*Stated task*: Your task is to print the material below exactly as presented.

--- BEGIN Records for the task ---

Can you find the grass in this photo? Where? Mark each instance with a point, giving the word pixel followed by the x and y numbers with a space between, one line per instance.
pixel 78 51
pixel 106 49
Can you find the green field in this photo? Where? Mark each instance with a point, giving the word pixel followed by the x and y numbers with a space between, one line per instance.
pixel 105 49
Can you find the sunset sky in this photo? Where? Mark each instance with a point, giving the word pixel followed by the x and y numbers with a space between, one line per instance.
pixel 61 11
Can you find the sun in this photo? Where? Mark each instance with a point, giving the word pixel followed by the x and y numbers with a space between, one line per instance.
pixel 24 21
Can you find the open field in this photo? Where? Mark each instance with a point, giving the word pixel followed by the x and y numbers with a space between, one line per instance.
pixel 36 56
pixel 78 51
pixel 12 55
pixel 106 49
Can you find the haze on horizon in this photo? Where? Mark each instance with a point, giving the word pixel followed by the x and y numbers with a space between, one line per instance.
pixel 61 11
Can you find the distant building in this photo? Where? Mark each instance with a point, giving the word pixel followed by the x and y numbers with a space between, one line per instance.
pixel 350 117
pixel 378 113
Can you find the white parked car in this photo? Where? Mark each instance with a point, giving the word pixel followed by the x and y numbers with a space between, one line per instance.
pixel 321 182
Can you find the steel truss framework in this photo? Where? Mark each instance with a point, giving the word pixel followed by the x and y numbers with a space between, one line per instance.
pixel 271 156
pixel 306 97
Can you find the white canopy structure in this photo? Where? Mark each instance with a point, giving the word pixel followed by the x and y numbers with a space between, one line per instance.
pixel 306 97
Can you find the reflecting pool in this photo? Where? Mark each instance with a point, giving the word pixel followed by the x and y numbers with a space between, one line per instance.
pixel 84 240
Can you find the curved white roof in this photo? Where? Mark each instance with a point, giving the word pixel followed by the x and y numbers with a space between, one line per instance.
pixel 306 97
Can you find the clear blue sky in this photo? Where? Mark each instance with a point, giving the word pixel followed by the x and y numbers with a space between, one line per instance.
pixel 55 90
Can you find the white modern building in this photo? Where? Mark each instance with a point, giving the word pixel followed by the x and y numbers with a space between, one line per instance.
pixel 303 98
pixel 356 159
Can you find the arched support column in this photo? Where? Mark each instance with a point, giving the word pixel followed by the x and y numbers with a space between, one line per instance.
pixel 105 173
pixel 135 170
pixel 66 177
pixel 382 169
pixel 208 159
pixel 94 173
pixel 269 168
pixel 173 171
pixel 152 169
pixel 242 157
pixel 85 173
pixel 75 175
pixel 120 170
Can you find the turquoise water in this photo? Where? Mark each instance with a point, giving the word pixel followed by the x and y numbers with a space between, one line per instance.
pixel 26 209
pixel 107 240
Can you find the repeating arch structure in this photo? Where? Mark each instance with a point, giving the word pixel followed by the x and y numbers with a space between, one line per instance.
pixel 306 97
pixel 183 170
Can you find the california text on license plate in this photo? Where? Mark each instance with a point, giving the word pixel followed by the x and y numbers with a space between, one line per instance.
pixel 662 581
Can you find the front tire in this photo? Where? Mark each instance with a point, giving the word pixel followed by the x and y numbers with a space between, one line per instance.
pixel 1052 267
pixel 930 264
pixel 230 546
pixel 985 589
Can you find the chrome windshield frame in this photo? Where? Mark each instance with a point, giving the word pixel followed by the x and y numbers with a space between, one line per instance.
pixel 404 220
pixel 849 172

--- END Records for the task ---

*Full solution*:
Can you find the grass in this photo? Where? Mark each instance with a point, giving the word pixel followed by the x and y numbers with a space between, one line per instance.
pixel 78 51
pixel 106 49
Can you find the green field in this photo? Where? Mark each instance with a point, giving the word pixel followed by the x and y numbers with a space between, one line per instance.
pixel 105 49
Can you find the sunset sky in this photo? Where? Mark each instance with a point, giving the word pixel followed by the x and y numbers with a space between, one line per instance.
pixel 61 11
Can you find the sun in this photo? Where? Mark each instance with a point, giving the word pixel followed by the x and y numbers with a space between, one line per instance.
pixel 24 21
Can you find the open field in this photo? Where? Mark each instance with a point, giving the word pixel followed by the x and y numbers with a space between, one line per instance.
pixel 36 56
pixel 78 51
pixel 12 55
pixel 106 49
Can you find the haze on horizon in this photo? Where? Mark each instance with a point, giving the word pixel followed by the x and y numbers with a space between, one line per instance.
pixel 61 11
Can you find the distant building in this photo? Where? Mark each instance with a point, giving the word pixel followed by the x and y numbers with a space between, one line per instance.
pixel 350 117
pixel 378 113
Can you find the white parked car in this photo? Where? Mark each instance with a point, giving the word pixel followed by the x and y numbers with a space between, one line per instance.
pixel 321 182
Can you find the steel truss framework in this photo? Where? Mark each instance with a point, giving the word pixel followed by the x and y numbers with a space between, one line per instance.
pixel 271 156
pixel 306 97
Can you find the white canopy structure in this photo? Where? Mark each instance with a point, giving the word pixel followed by the x and y numbers with a space between, one line per instance.
pixel 306 97
Can you find the reflecting pool in this photo? Where? Mark each instance with a point, giving the word pixel followed by the x and y numbers with a space between, one line per instance.
pixel 84 240
Can you find the curved white roof in this photo? Where? Mark each instance with a point, giving the word pixel followed by the x and y numbers with a space between, one line per instance.
pixel 306 97
Can you find the clear blue sky in this photo? Where? Mark each instance with a point, giving the word pixel followed by the x and y numbers with a space between, one line per instance.
pixel 55 90
Can you find the white modern building in this photo? Where? Mark each instance with a point, giving the word pixel followed by the x and y numbers with a space between, one line per instance.
pixel 303 98
pixel 356 159
Can you find the arched support column in this photo? Where? Mark each instance with a point, giving the word pixel followed by the x and y numbers with a space between, one line per instance.
pixel 105 173
pixel 135 170
pixel 66 177
pixel 382 169
pixel 208 159
pixel 94 173
pixel 269 168
pixel 173 171
pixel 152 169
pixel 242 157
pixel 85 173
pixel 75 175
pixel 120 170
Can you find the turquoise water in this photo? Where? Mark each instance with a point, giving the word pixel followed by the x and y numbers with a space between, one line per instance.
pixel 26 209
pixel 107 240
Can you find the repeating arch structure in this photo? Where? Mark each instance with a point, giving the word pixel followed by the x and y numbers with a space between, one line per instance.
pixel 306 97
pixel 183 170
Can you find the california text on license plate in this photo? Where? Mark each instance with a point, giving the word pixel followed by the x and y numbers with a space between, one line per instance.
pixel 662 581
Can you find the front tire in this photo? Where? Mark each instance with a point, giving the word pixel followed by the x and y numbers with a space between, one line per instance.
pixel 1052 267
pixel 930 264
pixel 230 546
pixel 985 589
Can you find the chrome windshield frame in this photo? Where? Mark each instance with a point, giving the word pixel followed by the x and y numbers with a space between, one line per instance.
pixel 404 220
pixel 849 172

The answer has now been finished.